#### [Text block]

================================

This is obviously an example of the general problem of having a set of numbers and trying to find the minimum number of groups, the sum of whose members does not exceed a certain value.

What you describe is the bin-packing problem. Each length of board represents a bin and the lengths to be cut for each wall represent the set of items to be packed into the fewest number of bins.

I can conceive of a sort of brute force approach of just trying out a whole bunch of combinations, but there must be a more intelligent way.

================================

#### [Data supplied]

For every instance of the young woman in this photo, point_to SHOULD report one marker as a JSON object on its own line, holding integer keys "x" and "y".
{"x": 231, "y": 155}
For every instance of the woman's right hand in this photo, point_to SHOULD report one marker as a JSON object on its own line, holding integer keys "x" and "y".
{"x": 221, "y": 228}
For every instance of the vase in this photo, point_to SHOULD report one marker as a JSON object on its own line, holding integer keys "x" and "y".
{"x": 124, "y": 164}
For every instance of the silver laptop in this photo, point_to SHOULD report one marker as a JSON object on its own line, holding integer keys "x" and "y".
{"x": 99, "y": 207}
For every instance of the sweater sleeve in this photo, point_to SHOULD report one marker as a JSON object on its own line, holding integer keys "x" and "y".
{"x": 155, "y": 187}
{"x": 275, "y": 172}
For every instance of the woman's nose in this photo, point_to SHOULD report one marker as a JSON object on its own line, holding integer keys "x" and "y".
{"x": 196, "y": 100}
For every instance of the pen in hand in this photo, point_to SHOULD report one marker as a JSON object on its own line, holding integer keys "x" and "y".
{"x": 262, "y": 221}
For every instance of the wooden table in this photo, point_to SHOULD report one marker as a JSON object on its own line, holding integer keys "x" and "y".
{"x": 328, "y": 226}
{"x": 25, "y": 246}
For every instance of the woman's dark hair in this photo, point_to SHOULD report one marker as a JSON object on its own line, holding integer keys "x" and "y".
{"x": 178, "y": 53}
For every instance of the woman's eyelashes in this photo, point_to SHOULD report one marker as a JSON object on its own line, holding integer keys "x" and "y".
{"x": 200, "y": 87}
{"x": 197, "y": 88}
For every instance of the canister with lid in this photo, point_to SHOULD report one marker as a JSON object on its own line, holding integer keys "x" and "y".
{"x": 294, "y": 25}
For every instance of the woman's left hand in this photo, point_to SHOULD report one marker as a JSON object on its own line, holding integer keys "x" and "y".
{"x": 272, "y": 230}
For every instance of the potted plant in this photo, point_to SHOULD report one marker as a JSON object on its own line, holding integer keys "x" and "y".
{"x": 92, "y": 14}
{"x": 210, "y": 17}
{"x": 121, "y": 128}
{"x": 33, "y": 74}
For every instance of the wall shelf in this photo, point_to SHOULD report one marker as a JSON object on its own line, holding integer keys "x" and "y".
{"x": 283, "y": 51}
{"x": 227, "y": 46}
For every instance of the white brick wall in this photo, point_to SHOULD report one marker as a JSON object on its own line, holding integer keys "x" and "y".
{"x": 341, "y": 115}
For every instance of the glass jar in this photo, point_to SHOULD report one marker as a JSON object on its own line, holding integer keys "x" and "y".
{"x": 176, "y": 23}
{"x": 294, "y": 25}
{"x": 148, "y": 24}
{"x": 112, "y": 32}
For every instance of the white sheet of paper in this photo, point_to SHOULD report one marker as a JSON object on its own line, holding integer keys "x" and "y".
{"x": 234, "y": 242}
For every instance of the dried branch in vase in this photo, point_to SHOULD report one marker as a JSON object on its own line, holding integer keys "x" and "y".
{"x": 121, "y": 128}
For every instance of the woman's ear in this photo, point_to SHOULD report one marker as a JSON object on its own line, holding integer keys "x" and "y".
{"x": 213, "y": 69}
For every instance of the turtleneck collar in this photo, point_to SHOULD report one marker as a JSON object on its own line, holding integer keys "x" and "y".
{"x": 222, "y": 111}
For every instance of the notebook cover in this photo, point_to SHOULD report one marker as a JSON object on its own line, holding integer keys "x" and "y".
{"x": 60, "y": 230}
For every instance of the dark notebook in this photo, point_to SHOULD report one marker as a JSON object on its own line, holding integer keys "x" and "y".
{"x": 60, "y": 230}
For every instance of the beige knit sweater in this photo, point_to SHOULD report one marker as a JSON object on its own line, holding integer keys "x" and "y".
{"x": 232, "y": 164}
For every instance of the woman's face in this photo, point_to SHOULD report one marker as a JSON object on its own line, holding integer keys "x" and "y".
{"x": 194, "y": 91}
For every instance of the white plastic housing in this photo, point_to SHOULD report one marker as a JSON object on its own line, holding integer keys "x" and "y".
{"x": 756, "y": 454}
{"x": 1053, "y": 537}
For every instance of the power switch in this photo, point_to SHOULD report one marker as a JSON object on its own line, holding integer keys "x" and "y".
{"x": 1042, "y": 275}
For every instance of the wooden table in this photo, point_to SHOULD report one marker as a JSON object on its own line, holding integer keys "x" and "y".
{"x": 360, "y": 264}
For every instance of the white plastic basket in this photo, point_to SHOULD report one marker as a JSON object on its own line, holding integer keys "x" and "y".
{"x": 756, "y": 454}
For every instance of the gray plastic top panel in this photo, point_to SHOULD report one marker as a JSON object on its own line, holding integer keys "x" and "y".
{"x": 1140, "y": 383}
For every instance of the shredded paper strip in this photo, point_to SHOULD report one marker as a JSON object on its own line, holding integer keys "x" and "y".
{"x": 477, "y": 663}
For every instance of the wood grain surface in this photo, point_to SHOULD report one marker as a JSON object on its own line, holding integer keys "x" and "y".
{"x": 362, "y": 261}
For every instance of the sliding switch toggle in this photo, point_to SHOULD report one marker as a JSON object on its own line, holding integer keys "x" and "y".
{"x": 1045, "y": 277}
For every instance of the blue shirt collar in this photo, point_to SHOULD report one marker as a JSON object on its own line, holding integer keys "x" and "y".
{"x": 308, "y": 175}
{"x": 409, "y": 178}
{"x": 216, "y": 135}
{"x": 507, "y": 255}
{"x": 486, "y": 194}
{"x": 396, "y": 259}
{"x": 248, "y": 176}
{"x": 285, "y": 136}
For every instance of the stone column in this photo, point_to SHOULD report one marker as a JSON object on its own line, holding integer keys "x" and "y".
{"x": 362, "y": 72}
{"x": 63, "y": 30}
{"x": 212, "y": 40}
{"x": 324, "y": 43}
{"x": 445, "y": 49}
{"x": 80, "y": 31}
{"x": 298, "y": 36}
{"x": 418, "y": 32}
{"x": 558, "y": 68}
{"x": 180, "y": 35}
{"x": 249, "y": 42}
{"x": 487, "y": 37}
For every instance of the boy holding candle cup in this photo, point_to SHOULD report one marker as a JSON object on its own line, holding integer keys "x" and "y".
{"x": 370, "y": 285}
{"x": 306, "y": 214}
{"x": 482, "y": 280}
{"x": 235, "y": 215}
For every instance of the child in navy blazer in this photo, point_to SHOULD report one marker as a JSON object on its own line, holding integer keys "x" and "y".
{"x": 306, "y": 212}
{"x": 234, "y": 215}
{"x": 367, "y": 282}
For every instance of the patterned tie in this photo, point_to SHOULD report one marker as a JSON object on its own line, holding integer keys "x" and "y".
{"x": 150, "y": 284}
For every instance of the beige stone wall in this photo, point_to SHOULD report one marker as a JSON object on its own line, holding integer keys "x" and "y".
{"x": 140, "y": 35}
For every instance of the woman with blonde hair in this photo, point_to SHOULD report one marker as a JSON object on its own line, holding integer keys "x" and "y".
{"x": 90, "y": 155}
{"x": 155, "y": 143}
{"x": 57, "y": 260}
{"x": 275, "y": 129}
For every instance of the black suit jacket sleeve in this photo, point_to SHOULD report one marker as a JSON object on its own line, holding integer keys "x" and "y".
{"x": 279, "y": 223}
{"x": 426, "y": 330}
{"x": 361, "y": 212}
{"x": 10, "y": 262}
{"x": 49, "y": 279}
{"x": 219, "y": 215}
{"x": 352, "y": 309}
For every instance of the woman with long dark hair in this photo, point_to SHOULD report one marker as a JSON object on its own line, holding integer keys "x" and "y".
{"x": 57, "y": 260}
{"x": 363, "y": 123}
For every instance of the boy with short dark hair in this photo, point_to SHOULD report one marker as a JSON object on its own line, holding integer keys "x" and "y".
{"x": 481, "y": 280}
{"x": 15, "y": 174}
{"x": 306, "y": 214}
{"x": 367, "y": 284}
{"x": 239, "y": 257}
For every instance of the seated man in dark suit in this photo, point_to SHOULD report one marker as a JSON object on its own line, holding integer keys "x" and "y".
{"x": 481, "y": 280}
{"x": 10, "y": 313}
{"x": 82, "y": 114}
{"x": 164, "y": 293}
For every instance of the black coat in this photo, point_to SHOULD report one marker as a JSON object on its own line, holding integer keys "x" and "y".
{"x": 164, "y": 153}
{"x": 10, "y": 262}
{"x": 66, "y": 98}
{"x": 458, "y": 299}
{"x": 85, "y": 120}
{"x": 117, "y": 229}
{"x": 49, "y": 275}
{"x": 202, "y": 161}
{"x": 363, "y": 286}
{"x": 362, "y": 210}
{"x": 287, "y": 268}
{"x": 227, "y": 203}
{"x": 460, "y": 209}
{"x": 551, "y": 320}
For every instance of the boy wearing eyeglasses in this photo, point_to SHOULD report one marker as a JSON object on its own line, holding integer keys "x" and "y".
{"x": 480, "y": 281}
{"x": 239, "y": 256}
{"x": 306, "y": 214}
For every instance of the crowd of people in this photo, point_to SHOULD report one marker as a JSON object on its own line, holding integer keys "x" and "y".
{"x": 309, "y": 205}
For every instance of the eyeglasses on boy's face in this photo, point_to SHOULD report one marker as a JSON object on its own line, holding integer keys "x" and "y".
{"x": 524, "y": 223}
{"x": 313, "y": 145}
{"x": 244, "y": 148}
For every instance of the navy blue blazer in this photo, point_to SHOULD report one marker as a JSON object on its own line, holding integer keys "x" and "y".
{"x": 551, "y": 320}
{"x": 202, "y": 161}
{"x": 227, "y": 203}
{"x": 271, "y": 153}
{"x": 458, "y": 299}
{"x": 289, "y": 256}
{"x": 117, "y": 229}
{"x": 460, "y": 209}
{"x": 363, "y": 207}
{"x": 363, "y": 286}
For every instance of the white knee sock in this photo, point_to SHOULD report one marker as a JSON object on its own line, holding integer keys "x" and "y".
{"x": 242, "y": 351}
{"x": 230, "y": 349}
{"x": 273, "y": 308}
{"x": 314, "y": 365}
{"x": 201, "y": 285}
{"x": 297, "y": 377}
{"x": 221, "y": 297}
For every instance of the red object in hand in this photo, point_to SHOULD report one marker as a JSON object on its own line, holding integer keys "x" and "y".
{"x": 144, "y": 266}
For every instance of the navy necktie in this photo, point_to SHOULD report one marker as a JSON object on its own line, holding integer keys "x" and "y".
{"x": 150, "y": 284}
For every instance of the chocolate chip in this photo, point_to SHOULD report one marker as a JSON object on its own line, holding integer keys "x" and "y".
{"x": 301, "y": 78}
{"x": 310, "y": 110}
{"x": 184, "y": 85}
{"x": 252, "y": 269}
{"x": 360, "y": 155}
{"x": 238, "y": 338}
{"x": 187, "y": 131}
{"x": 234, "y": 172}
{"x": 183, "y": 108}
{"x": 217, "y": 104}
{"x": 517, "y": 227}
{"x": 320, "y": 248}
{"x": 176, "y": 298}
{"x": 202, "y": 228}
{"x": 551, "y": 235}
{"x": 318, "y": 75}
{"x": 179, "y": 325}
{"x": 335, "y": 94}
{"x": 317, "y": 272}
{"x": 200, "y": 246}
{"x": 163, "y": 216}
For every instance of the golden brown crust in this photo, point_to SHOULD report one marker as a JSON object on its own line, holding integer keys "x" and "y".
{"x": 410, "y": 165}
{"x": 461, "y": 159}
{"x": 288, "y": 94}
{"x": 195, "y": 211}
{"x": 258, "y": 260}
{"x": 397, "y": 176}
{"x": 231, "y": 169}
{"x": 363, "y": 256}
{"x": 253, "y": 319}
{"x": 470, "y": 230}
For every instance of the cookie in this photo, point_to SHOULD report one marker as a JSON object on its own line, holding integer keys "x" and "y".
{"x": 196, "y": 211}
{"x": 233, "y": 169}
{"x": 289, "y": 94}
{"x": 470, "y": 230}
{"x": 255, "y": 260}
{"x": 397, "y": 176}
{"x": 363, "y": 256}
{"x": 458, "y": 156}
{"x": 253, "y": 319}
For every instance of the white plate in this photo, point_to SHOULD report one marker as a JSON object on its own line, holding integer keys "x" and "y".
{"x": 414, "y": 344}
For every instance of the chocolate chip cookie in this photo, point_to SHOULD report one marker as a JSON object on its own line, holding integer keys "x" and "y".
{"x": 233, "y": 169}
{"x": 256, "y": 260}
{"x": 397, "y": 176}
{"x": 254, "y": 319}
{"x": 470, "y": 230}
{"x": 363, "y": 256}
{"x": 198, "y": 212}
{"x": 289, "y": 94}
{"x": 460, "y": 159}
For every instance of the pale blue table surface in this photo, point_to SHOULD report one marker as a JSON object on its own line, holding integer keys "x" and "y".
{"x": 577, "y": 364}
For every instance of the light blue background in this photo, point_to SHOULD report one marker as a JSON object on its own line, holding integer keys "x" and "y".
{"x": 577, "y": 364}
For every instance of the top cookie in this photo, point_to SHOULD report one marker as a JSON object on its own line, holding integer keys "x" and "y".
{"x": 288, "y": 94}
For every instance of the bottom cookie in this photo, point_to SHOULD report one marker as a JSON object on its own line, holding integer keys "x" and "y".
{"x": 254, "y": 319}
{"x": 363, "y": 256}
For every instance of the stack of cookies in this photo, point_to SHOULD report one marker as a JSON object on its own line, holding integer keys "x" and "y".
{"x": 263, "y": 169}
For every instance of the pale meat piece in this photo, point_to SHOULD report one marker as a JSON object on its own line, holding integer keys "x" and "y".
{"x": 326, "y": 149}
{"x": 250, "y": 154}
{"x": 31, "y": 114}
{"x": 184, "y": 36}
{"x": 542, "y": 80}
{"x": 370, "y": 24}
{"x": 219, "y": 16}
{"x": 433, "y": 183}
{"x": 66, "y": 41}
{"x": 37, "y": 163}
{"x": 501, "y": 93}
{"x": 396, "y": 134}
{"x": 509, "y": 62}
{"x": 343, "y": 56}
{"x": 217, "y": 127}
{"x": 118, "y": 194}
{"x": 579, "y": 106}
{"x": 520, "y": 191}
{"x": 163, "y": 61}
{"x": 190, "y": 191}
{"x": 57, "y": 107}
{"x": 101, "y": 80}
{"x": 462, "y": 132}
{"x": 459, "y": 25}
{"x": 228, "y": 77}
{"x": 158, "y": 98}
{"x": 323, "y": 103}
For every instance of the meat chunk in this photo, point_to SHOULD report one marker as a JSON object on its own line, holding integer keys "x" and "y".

================================

#### [Work instructions]
1. Answer these from the bin-packing text:
(a) What does each length of board represent?
(b) What do the lengths to be cut for each wall represent?
(c) What approach can the writer conceive of?
2. In the order they first appear, list every distinct plural noun in the bin-packing text.
3. Carry on the bin-packing text after its final sentence.
The records are separate from the bin-packing text.

#### [Task responses]
1.
(a) A bin.
(b) The set of items to be packed into the fewest number of bins.
(c) A brute force approach of trying out a whole bunch of combinations.

2. numbers, groups, members, lengths, items, bins, combinations

3.
Not likely, since the problem is NP-complete. On the bright side, there are many simple approximations for this problem which give a guaranteed approximation ratio^*. The wikipedia article mentions a few which give quite good ratios (11/9). They use very simple rules. For example: First-fit decreasing would look like this (untested):

my $B = ...;           # bucket size
my @items = qw[ ... ]; # items
my @bins;
my @binsizes;

ITEM:
for my $item (sort { $b <=> $a } @items) {
   for my $bin (0 .. $#binsizes) {
      if ($binsizes[$bin] + $item <= $B) {
          push @{ $bins[$bin] }, $item;
          $binsizes[$bin] += $item;
          next ITEM;
      }
   }
   push @bins, [$item];
   push @binsizes, $item;
}

print "[@$_]\n" for @bins;
[download]

Other places to look include Algorithm::Bucketizer or Algorithm::BinPack, but I don't know which heuristic algorithm they use under the hood.

BTW, it's likely you have few enough items (with small values) so that the brute-force method will not take too long. But it might take longer to code the brute-force search than to execute it (or install your skirting boards)!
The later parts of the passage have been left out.